▶ [Work to complete] Find the line that contains "Put one point on each instance of the flower". Then set down that line and all the lines after it, to the end of the records, exactly and with nothing added.

★ ★ ★ ★ ★

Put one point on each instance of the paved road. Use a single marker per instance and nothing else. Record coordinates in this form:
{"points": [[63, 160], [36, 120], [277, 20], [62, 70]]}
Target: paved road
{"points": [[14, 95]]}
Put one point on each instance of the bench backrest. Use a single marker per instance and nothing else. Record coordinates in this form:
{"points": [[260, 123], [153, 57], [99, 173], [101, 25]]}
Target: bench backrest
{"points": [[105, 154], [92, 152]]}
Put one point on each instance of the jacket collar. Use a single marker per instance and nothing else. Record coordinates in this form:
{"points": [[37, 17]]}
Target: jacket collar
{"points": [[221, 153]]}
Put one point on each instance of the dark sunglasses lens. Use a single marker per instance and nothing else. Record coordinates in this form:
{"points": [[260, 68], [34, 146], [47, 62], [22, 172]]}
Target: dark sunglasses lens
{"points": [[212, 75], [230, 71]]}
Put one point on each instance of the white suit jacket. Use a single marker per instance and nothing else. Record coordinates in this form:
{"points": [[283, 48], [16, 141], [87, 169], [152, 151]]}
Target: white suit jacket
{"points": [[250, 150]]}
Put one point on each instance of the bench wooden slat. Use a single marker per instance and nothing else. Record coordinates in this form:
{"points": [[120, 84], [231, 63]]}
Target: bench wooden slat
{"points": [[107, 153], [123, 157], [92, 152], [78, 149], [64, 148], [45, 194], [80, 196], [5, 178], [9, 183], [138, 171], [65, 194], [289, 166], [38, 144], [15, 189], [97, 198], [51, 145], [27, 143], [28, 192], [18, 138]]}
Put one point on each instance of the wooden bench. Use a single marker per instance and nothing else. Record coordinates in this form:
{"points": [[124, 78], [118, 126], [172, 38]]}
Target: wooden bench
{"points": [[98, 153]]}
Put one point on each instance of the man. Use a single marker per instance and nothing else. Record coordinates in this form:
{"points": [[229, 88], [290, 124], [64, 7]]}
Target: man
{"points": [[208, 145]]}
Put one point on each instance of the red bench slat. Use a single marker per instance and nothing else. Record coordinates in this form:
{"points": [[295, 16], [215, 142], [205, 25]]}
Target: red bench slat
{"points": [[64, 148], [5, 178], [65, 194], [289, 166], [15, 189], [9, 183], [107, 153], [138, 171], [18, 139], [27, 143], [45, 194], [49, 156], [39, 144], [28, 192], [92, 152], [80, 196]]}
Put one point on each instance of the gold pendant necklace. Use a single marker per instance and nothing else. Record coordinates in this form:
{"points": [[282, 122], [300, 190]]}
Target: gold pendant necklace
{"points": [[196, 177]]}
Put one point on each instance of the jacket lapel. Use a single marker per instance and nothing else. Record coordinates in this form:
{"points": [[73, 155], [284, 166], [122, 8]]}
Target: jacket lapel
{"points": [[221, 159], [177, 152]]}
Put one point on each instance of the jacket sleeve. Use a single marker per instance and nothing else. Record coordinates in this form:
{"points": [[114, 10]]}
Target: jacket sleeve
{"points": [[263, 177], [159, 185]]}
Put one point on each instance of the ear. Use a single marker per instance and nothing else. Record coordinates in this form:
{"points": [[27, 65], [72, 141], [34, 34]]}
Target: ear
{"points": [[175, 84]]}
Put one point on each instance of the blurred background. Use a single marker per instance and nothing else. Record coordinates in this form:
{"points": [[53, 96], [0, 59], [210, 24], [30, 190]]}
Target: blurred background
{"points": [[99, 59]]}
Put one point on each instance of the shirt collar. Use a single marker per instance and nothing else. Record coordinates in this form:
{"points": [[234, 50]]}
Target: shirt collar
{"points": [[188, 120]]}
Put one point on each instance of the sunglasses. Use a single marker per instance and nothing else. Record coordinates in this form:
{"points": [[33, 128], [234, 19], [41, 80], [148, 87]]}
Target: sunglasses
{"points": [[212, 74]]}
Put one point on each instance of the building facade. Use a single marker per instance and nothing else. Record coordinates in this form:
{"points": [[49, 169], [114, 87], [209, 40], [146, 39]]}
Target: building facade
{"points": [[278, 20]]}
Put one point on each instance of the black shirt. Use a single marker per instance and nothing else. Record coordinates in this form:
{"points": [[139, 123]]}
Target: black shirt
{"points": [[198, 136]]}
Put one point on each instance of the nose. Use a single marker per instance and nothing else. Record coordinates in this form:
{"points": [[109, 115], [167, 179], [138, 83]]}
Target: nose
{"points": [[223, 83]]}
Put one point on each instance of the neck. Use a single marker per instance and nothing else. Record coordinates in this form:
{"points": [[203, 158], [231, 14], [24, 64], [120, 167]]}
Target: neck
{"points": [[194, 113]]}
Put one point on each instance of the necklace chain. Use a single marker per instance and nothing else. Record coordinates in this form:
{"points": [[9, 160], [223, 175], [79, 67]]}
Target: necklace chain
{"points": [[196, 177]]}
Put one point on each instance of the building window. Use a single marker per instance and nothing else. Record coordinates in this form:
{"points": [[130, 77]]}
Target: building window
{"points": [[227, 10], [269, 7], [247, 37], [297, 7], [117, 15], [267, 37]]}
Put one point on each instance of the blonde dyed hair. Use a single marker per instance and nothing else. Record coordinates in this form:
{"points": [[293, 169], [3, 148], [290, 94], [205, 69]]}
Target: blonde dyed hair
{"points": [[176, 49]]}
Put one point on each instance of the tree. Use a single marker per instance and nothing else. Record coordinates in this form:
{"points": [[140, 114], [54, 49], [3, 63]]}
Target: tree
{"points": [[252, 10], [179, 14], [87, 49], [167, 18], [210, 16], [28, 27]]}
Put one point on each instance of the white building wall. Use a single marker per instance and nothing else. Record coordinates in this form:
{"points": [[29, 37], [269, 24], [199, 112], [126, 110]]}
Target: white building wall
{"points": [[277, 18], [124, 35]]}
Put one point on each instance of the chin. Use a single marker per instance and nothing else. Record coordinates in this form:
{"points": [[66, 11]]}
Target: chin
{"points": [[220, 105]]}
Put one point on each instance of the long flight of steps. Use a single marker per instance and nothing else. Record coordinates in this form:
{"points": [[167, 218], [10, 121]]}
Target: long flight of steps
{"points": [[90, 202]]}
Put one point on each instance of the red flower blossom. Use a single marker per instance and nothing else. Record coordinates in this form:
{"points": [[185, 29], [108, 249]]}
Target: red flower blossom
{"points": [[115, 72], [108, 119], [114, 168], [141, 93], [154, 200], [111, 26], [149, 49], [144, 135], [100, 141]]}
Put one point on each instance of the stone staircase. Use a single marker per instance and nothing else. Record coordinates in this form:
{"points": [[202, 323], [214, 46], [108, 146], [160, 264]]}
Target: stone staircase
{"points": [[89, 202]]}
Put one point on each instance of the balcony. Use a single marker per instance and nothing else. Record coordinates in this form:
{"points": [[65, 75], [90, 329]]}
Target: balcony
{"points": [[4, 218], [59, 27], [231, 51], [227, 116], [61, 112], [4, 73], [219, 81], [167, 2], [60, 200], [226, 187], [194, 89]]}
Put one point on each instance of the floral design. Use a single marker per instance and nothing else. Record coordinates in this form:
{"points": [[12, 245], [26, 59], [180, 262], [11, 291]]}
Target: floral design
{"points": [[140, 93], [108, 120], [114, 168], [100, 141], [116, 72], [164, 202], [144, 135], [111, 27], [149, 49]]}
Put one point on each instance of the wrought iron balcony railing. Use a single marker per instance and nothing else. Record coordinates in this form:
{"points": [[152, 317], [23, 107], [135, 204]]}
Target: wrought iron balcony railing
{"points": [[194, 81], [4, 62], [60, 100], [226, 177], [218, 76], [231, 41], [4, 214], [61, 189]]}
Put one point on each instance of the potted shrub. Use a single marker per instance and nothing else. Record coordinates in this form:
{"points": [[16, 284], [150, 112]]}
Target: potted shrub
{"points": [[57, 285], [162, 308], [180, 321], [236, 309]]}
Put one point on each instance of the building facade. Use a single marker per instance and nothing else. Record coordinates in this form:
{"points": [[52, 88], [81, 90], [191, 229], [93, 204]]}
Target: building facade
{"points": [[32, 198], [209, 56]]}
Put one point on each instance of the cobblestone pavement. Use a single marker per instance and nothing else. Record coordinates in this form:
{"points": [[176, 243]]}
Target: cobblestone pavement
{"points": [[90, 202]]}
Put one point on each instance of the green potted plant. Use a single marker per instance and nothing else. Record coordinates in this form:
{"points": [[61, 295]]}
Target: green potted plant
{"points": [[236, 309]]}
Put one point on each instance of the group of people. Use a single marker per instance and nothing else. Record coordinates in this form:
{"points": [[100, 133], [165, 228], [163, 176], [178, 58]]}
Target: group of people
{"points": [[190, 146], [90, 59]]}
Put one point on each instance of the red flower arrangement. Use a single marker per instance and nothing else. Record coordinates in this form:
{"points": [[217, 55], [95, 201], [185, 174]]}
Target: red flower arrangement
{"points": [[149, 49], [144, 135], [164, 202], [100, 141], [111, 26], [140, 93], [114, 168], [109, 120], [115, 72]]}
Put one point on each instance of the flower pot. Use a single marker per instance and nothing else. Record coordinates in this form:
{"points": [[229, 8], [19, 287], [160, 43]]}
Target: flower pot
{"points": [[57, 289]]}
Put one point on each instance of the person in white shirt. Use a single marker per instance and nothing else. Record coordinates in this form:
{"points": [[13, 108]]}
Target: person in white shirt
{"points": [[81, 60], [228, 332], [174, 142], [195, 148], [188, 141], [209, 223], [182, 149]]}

★ ★ ★ ★ ★

▶ [Output for this task]
Put one point on each instance of the flower pot. Use a single marker per instance and nothing else. Record coordinates in this form:
{"points": [[229, 8], [19, 287], [160, 43]]}
Target: flower pot
{"points": [[57, 289]]}
Put one point on each instance of the person in white shirt. Use a single marker per instance and nothing else. Record coordinates in this form:
{"points": [[13, 108]]}
Target: person in white shirt
{"points": [[81, 60], [228, 332], [174, 142], [195, 148], [188, 141], [209, 223], [182, 149]]}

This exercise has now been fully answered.